### Travail à faire:
a – Traduisez en anglais la phrase suivante de l'extrait du document : « À plus de 80 ans, Jean Octeau fait paraître son premier roman. »
b – Veuillez énumérer tout ce qui, selon l'extrait du document, accompagne le volume en plus du récit.
c – Transcrivez le passage de l'extrait du document allant de « Le roman d’une » jusqu'à « des œuvres d’art. ».

### Extrait du document:

= = = =

Le roman d’une vie. À plus de 80 ans, Jean Octeau fait paraître son premier roman. Fruit de longues recherches, accompagné d’une bibliographie impressionnante, de notices biographiques et d’un lexique, cet épais volume se lit toutefois sans peine. Car l’auteur a trouvé l’angle idéal pour faire revivre un épisode trop peu exploré de la Seconde Guerre mondiale : le trafic à grande échelle des œuvres d’art.
Il aura aussi trouvé le narrateur idéal en la personne de Karl Schuster, un jeune Roumain qui, dans l’Europe des années folles, donne des conférences dans les musées et commente avec verve autant que par goût de la provocation les œuvres accrochées aux cimaises.

= = = =

### Lignes répertoriées:
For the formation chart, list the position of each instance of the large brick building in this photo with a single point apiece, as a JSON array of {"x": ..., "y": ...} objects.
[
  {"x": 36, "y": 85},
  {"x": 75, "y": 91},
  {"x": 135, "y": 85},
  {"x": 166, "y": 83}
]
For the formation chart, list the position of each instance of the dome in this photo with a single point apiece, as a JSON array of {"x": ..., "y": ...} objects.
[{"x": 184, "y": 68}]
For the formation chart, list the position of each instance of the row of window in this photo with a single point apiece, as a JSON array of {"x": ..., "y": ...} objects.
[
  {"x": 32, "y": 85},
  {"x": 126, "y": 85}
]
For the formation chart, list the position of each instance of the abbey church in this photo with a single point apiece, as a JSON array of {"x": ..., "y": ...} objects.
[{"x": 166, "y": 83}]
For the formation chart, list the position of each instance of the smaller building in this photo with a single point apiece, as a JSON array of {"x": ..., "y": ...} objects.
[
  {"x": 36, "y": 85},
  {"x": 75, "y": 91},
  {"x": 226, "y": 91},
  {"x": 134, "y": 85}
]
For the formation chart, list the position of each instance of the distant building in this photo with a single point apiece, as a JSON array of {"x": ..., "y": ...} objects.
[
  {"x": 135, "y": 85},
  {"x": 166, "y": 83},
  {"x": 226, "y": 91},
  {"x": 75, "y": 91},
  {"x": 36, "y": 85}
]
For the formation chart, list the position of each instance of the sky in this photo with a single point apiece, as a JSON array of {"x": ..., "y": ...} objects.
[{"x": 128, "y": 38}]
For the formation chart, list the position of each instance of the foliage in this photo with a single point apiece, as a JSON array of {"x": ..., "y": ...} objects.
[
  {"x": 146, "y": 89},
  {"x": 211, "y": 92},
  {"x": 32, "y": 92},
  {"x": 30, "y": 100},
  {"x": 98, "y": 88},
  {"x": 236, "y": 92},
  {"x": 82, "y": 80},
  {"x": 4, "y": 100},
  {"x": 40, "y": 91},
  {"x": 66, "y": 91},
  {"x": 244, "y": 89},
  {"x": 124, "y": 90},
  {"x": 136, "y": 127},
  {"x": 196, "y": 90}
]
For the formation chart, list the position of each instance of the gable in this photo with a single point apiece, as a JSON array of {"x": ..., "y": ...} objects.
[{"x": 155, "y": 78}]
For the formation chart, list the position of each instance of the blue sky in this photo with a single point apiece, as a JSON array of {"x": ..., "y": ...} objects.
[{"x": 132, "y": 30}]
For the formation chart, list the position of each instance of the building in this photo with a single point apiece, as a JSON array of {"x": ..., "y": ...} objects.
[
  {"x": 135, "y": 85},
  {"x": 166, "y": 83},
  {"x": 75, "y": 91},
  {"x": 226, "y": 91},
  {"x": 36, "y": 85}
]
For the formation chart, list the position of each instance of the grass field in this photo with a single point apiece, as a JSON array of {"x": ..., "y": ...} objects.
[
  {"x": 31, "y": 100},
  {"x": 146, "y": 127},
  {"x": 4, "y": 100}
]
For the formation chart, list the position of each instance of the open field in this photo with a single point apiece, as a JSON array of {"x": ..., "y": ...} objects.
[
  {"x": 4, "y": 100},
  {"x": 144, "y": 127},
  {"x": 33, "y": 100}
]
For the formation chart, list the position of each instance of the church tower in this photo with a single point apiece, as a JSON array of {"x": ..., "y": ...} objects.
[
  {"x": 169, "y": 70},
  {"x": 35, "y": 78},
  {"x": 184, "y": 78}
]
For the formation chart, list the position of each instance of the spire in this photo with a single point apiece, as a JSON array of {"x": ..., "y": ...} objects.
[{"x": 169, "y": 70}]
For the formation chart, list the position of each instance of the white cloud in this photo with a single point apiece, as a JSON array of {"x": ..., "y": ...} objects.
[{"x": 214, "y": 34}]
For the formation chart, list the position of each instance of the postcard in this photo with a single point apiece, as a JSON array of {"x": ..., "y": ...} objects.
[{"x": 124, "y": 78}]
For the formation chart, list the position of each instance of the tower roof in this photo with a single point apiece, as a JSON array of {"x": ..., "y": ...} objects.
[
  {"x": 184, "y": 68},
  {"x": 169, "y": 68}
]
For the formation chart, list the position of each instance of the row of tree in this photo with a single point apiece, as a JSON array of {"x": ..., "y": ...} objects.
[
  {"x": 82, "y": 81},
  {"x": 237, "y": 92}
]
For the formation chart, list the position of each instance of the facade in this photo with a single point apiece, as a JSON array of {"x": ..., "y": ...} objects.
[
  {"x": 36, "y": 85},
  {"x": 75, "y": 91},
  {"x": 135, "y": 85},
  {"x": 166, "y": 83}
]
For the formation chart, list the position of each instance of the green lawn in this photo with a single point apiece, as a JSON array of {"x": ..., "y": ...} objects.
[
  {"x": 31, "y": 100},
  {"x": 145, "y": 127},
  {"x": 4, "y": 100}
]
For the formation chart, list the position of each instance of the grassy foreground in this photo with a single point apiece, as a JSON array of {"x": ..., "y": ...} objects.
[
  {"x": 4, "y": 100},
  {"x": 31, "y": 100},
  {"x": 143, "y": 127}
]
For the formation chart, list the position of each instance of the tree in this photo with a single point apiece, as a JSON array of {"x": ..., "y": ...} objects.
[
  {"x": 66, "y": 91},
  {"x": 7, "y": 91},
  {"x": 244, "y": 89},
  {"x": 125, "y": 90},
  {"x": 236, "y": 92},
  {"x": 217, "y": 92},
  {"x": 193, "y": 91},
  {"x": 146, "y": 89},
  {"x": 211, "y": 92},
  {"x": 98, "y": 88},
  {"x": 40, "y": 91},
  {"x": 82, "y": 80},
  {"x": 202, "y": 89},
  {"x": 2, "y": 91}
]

= = = =

### Réponses par consigne:
a – At over 80 years of age, Jean Octeau is publishing his first novel.

b – une bibliographie impressionnante, des notices biographiques, un lexique

c –
Le roman d’une vie. À plus de 80 ans, Jean Octeau fait paraître son premier roman. Fruit de longues recherches, accompagné d’une bibliographie impressionnante, de notices biographiques et d’un lexique, cet épais volume se lit toutefois sans peine. Car l’auteur a trouvé l’angle idéal pour faire revivre un épisode trop peu exploré de la Seconde Guerre mondiale : le trafic à grande échelle des œuvres d’art.